**Problem description**.
Continue the biographical sketch of Kenny below, picking up right after its final sentence.

**Excerpt**.
*** Begin section ***

Realizing that growing up in this great nation is an honor, Kenny has been active in his community. He was a charter member of the Dickson Foundation for Excellence in Dickson, Oklahoma. This organization raises money to reward teachers for innovative ideas that stimulate the student’s awareness of the value of education. He was also elected to the Dickson School Board in 2006.

Kenny was diagnosed with Parkinson’s disease in 1999, and he has considered it a nuisance. He started writing poetry in March 2004. Kenny honestly believes that the Parkinson’s issue has been
a blessing, because he began to view the meaning of life differently and became more committed to his family and friends.

Kenny’s first book Rhymes & Times of a Parrothead Cowboy is an autobiography written in prose and short stories. The title confuses a few folks as most people do not know what a Parrothead is.

*** End section ***

**Dataset entries**.

*** Begin section ***

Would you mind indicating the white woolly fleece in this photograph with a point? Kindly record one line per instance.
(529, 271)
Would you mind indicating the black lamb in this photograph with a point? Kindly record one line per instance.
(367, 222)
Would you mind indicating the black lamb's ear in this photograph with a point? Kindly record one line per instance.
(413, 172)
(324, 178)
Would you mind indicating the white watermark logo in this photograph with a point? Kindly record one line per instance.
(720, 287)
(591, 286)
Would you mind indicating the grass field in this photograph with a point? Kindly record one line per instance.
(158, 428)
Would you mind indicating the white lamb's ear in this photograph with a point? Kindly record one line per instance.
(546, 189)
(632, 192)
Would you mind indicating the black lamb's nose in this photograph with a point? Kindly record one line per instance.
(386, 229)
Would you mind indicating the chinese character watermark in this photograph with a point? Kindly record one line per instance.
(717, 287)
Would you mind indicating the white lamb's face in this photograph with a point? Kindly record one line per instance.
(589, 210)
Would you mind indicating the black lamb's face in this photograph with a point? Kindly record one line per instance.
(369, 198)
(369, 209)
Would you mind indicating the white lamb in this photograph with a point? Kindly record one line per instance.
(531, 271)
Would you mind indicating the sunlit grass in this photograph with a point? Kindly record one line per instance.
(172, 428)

*** End section ***
*** Begin section ***

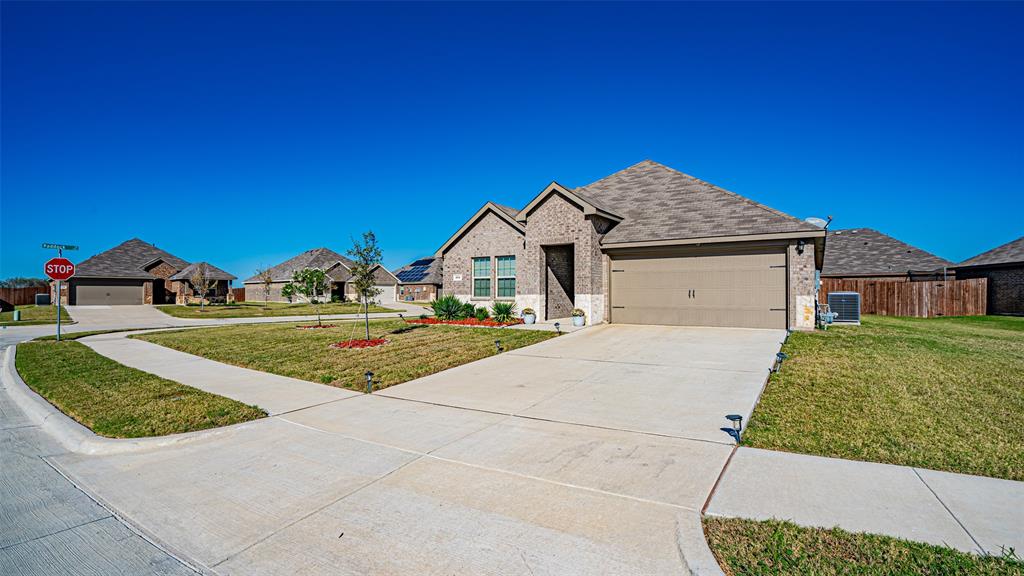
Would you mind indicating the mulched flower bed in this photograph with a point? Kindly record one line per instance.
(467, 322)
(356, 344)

*** End section ***
*** Begin section ***

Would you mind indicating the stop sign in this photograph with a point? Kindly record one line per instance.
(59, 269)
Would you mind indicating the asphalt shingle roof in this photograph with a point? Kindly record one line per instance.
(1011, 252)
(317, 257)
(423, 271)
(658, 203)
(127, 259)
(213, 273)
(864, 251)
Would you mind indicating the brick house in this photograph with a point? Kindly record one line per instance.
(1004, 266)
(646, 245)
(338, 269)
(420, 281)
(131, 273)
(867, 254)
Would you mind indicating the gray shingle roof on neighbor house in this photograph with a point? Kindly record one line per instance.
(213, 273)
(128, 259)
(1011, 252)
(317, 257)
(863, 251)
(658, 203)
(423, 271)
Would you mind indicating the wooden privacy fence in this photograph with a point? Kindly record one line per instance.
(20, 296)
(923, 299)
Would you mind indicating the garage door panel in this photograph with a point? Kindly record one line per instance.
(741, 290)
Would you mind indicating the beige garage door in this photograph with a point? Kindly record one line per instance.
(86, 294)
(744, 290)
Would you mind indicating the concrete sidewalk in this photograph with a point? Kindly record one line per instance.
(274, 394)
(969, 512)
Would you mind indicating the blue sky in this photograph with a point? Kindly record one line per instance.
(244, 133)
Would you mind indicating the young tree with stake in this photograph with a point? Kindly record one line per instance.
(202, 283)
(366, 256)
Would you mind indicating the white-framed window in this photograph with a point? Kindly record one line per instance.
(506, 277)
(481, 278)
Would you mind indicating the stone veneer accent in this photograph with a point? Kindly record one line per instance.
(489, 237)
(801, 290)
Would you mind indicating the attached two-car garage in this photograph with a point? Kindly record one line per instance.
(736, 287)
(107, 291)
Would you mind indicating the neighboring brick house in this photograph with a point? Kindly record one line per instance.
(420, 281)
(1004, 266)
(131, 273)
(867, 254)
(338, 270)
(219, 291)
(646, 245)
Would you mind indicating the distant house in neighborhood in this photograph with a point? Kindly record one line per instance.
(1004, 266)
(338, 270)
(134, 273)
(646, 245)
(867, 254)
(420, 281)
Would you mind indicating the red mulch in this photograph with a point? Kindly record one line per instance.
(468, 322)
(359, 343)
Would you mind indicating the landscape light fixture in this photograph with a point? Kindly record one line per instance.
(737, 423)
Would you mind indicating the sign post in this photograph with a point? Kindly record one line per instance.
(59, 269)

*** End section ***

**Response for this exercise**.
A Parrothead is a fan of a Margaritaville lifestyle. Kenny loves the ocean, boats, and just about anything else tropical, so he used this phrase to bridge his cowboy world to his Margarita world.

Kenny rodeo’d for six years in the amateur ranks and has been an avid team roper since 1988. There is nothing he would rather do than spend an afternoon with his two sons, Jason and Dillon,
in the practice pen on a good horse with plenty of corrientes.

Kenny admits his poetry is not classic, but rather modern cowboy poetry, ranging from cowboys with cell phones and pagers on a young horse to a cowboy trying his luck on a surfboard he built with six two-by-fours and baling wire.